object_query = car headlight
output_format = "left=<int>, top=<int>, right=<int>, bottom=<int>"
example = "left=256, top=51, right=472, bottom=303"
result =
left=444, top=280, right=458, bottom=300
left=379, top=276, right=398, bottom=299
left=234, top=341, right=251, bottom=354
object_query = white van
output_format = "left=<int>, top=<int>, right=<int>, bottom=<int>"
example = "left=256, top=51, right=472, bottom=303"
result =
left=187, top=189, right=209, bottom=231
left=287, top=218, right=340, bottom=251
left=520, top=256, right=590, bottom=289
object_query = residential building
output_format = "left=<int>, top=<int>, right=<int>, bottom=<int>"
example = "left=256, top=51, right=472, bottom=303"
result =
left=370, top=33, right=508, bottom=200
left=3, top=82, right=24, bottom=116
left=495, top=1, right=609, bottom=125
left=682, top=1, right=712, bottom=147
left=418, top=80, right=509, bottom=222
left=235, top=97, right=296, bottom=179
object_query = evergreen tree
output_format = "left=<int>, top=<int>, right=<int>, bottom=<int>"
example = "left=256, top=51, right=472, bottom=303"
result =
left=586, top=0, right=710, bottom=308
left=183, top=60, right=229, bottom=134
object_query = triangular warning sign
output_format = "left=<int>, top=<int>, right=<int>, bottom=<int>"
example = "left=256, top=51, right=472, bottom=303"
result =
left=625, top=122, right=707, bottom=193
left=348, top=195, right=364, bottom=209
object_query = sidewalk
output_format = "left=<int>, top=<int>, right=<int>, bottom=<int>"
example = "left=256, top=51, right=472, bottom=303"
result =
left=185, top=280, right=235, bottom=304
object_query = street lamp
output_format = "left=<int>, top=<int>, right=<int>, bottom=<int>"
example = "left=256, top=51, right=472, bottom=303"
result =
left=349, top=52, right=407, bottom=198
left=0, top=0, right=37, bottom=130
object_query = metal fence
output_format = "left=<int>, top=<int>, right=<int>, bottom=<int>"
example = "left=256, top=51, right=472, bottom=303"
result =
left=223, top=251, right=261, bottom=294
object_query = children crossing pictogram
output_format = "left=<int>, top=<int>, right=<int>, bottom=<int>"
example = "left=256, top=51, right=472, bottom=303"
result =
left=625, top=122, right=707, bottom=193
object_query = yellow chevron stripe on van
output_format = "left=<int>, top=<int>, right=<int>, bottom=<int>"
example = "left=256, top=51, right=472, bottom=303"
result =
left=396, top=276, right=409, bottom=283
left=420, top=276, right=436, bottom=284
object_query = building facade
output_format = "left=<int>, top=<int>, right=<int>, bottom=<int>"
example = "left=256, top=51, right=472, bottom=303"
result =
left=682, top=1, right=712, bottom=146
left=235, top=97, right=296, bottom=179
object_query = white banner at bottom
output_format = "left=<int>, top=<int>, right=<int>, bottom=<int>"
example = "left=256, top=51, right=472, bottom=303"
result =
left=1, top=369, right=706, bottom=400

• **Assigned task**: Respond with only the number of lines above that include the string "white".

• **Solution to this problem**: 2